WHAT YOU ARE ASKED TO DO:
Your answer should repeat every record verbatim.

GIVEN DATA:
**********

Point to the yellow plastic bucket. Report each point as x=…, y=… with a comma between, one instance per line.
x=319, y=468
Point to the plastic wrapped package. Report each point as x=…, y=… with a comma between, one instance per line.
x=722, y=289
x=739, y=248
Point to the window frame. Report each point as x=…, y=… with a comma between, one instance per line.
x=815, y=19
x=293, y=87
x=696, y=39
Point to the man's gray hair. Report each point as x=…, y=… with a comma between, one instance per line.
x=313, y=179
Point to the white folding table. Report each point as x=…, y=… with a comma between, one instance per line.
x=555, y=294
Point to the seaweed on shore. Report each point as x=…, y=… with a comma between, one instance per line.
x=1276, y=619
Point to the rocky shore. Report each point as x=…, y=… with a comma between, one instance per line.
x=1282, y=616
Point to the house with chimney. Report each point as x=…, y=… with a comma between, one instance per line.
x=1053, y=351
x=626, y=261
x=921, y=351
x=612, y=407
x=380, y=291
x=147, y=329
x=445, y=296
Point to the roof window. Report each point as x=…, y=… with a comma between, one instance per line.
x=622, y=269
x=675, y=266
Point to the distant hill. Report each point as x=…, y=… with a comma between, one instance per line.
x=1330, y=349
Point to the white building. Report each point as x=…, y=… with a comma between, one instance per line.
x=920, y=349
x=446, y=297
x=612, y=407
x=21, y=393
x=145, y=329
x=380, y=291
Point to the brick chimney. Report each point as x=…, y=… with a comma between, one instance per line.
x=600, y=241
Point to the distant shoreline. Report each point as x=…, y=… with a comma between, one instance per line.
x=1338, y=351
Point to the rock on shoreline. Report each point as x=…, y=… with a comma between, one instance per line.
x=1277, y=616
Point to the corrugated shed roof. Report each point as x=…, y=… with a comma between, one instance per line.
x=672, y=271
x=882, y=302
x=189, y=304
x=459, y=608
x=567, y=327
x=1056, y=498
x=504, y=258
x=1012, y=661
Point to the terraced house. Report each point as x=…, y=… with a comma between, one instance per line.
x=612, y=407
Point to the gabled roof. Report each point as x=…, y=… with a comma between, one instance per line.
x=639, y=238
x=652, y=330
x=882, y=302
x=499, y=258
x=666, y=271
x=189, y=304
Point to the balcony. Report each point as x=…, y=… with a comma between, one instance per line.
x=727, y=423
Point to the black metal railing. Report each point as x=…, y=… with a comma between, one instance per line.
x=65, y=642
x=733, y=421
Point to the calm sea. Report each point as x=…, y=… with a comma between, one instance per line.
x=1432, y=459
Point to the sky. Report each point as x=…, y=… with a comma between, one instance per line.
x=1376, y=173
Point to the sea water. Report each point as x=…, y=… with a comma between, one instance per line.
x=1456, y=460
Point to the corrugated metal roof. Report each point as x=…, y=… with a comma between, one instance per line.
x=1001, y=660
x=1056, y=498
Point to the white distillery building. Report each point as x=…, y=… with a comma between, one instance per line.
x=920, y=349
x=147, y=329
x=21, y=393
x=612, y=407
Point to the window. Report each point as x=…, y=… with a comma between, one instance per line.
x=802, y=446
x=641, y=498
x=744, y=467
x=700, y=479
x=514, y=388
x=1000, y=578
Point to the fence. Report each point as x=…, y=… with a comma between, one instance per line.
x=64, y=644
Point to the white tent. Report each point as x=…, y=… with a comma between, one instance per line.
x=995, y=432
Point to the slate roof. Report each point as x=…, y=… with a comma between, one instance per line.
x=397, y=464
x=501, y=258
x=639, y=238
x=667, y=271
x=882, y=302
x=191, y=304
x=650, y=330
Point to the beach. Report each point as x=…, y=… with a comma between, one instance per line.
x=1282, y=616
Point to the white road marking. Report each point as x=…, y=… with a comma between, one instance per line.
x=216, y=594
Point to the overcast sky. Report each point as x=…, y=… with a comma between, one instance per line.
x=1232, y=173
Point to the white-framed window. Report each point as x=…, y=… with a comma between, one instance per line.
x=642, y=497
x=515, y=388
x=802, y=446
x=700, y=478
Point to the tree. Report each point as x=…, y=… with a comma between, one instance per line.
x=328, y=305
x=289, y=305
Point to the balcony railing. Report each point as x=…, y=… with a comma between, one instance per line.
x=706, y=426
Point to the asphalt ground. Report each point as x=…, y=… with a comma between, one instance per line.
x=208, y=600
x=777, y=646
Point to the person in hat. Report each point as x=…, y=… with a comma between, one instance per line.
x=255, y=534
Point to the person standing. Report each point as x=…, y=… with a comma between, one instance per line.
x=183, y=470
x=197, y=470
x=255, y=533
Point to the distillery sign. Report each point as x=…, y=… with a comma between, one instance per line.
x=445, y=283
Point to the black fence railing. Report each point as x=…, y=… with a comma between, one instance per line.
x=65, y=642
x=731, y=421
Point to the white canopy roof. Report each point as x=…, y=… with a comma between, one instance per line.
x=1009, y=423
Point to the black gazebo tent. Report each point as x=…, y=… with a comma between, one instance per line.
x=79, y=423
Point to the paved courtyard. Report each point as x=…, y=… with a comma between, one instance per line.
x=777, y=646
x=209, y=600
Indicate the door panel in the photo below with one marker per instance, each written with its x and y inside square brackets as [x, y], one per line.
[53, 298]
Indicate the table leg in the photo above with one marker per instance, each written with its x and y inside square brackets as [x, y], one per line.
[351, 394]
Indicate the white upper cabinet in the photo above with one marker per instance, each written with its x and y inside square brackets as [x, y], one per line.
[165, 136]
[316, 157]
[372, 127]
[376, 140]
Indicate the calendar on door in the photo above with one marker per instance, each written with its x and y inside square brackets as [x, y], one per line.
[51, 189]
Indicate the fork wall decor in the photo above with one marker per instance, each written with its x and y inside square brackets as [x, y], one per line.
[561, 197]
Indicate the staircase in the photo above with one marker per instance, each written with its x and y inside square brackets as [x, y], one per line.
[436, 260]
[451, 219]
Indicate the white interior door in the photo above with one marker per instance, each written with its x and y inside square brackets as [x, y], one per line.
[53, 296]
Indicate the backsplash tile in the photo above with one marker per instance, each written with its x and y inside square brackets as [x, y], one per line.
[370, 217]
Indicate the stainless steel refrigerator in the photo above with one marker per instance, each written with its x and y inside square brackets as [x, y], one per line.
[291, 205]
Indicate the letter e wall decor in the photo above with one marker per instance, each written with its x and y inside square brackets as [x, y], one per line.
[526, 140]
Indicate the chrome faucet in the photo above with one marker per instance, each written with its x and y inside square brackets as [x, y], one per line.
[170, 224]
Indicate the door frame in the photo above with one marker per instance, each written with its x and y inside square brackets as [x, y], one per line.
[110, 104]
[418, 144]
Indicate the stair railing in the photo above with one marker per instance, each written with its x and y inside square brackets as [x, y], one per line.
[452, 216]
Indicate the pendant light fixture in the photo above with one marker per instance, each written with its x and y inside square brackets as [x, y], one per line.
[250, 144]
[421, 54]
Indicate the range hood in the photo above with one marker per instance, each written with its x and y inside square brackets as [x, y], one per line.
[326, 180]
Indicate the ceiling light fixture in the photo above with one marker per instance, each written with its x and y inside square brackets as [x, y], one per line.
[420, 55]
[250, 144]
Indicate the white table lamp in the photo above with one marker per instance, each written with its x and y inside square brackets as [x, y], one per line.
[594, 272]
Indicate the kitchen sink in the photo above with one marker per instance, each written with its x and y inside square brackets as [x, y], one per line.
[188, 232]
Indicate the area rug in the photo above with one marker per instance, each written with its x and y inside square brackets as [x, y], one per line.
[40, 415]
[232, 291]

**********

TASK SOLUTION:
Point to the yellow plastic bucket. Report each point as x=…, y=… with a comma between, one instance per line.
x=319, y=468
Point to the plastic wrapped package. Report each point as x=…, y=… with a comma between, one instance per line.
x=722, y=289
x=739, y=248
Point to the window frame. Report each point as x=…, y=… with a comma between, one instance per line.
x=815, y=19
x=293, y=87
x=696, y=39
Point to the man's gray hair. Report each point as x=…, y=… with a comma between, one instance per line.
x=313, y=179
Point to the white folding table. Report each point as x=…, y=… with a comma between, one instance per line.
x=555, y=294
Point to the seaweed on shore. Report each point as x=…, y=… with a comma between, one instance per line.
x=1276, y=619
Point to the rocky shore. Report each point as x=…, y=… with a comma between, one instance per line.
x=1282, y=616
Point to the house with chimney. Report each point as x=…, y=… with a comma between, one instance per line.
x=1053, y=351
x=626, y=261
x=921, y=351
x=612, y=407
x=380, y=291
x=147, y=329
x=445, y=296
Point to the roof window. Report each point as x=…, y=… with a comma between, one instance per line.
x=622, y=269
x=675, y=266
Point to the distant hill. Report each point as x=…, y=… with a comma between, one instance per line.
x=1330, y=349
Point to the white building. Report each point as x=…, y=… with a comma between, one instance per line.
x=920, y=349
x=446, y=297
x=612, y=407
x=21, y=393
x=145, y=329
x=380, y=291
Point to the brick chimney. Report each point as x=…, y=… with a comma between, one instance per line.
x=600, y=241
Point to the distant shoreline. Report each point as x=…, y=… with a comma between, one instance per line.
x=1338, y=351
Point to the rock on shoreline. Report each point as x=…, y=… with a comma between, one instance per line.
x=1277, y=616
Point to the corrugated shed roof. Report each point as x=…, y=… with a comma between, one instance per line.
x=672, y=271
x=882, y=302
x=189, y=304
x=459, y=608
x=567, y=327
x=1056, y=498
x=504, y=258
x=1012, y=661
Point to the terraced house. Report each point as x=…, y=… with a comma between, one instance per line.
x=612, y=407
Point to the gabled roof. Report each point as x=…, y=… with a comma between, one instance per line.
x=639, y=238
x=652, y=330
x=882, y=302
x=499, y=258
x=666, y=271
x=189, y=304
Point to the balcony. Report each point as x=…, y=… with a comma between, one instance per line.
x=727, y=423
Point to the black metal railing. Report each point as x=…, y=… with a comma between, one instance per line.
x=65, y=642
x=733, y=421
Point to the calm sea. Report each point as x=…, y=… with a comma between, one instance per line.
x=1432, y=459
Point to the sky. Report each point as x=…, y=… with a comma between, one instance per line.
x=1376, y=173
Point to the sea water. Report each point as x=…, y=… with a comma between, one instance per line.
x=1456, y=460
Point to the corrugated metal roof. Report each point as x=…, y=… with a comma between, one instance per line.
x=1001, y=660
x=1056, y=498
Point to the white distillery building. Report each point as x=…, y=… with a comma between, one instance per line.
x=920, y=349
x=147, y=329
x=21, y=393
x=612, y=407
Point to the window. Report each point as x=…, y=… with a comma between, one instance per line.
x=802, y=446
x=641, y=498
x=744, y=467
x=700, y=479
x=514, y=388
x=1000, y=578
Point to the fence. Report each point as x=…, y=… with a comma between, one instance per line.
x=64, y=644
Point to the white tent. Report each point as x=…, y=… with a comma between, one instance per line.
x=995, y=432
Point to the slate roof. Report each point as x=…, y=… with a comma between, one instance per line.
x=397, y=464
x=501, y=258
x=639, y=238
x=667, y=271
x=882, y=302
x=191, y=304
x=650, y=330
Point to the beach. Report each point as x=…, y=… with a comma between, one instance per line.
x=1282, y=616
Point to the white road marking. Report each point as x=…, y=… with a comma between, one instance per line.
x=216, y=594
Point to the overcast sky. Report each point as x=…, y=… with a comma between, one instance per line.
x=1232, y=173
Point to the white-framed window. Report each point as x=…, y=… with a comma between, one instance per line.
x=642, y=497
x=515, y=388
x=802, y=446
x=700, y=478
Point to the tree. Report each point as x=…, y=… with a comma between, one instance per line.
x=328, y=305
x=289, y=305
Point to the balcony railing. Report each point as x=…, y=… with a comma between, one instance per line.
x=706, y=426
Point to the asphalt ground. Report each point as x=…, y=… with a comma between, one instance per line.
x=208, y=600
x=777, y=646
Point to the person in hat. Report each point as x=…, y=… with a comma between, one instance per line.
x=255, y=534
Point to the person standing. Report each point as x=…, y=… with a comma between, one instance per line.
x=183, y=470
x=197, y=470
x=255, y=533
Point to the distillery sign. Report each point as x=…, y=… with a comma between, one instance per line.
x=445, y=283
Point to the black fence railing. Report each point as x=…, y=… with a comma between, one instance per line.
x=65, y=642
x=731, y=421
Point to the white canopy roof. Report each point as x=…, y=… with a comma between, one instance per line.
x=1009, y=423
Point to the black gazebo tent. Report each point as x=…, y=… with a comma between, one instance per line.
x=79, y=423
Point to the paved courtyard. Report each point as x=…, y=… with a comma between, one instance per line.
x=777, y=646
x=209, y=600
Indicate the door panel in the photo below with one marker per instance, each written with its x and y inside square brackets as [x, y], one per line.
[53, 298]
Indicate the table leg in the photo above with one marker per instance, each written with its x and y inside square brackets as [x, y], one per line.
[351, 394]
Indicate the white upper cabinet in the photo above with one marker per instance, each written with its x and y inside square brackets as [x, y], one per line.
[165, 136]
[316, 157]
[372, 127]
[376, 140]
Indicate the calendar on door in the photo above with one marker per instance, each written with its x and y inside square brackets as [x, y], one per line.
[51, 189]
Indicate the fork wall decor in the photo above with one marker per instance, each written with its x and y inside square brackets as [x, y], one per line.
[561, 197]
Indicate the staircase in the photo above with one marker per instance, each written with its x and y inside square brackets as [x, y], one per line.
[436, 260]
[451, 219]
Indicate the white interior door in the photo above with one marker per instance, each written with its x and y inside square brackets as [x, y], one per line.
[53, 296]
Indicate the backsplash tile in the photo above with one marker per instance, each written with its x and y inside square brackets as [x, y], one per line.
[370, 217]
Indicate the stainless steel refrigerator in the photo above with one marker per instance, each written with its x and y inside square brackets as [x, y], one per line.
[291, 205]
Indicate the letter e wall decor in the photo above with one marker per instance, each written with its x and y inside square brackets as [x, y], one per line.
[526, 140]
Indicate the chrome faucet in the photo above with one marker per instance, each written with its x and y inside square brackets as [x, y], one per line.
[170, 224]
Indicate the door frame in the photo above with one marker per instance, each written with its x and y inside square brackets as [x, y], one per line.
[110, 104]
[418, 144]
Indicate the stair railing in the photo above with one marker per instance, each written with its x and y inside square brackets as [x, y], one per line.
[452, 216]
Indicate the pendant light fixture in the photo above with one marker per instance, each written with its x and y inside square brackets as [x, y], one per line.
[250, 144]
[421, 54]
Indicate the range hood in the photo above with one marker per instance, each written with its x and y inside square brackets as [x, y], one per line.
[326, 180]
Indicate the ceiling light fixture in the photo above with one marker per instance, each written with its x and y inside square brackets as [x, y], one per line.
[420, 55]
[250, 144]
Indicate the white table lamp in the photo above with one marker per instance, each written with its x and y inside square brackets as [x, y], one per line.
[594, 272]
Indicate the kitchen sink in the photo above with one marker per instance, each written with its x and y inside square brackets as [x, y], one per line.
[188, 232]
Indicate the area rug in the photo above with one marker per instance, each written with its x and y inside square brackets as [x, y], one per line.
[40, 415]
[232, 291]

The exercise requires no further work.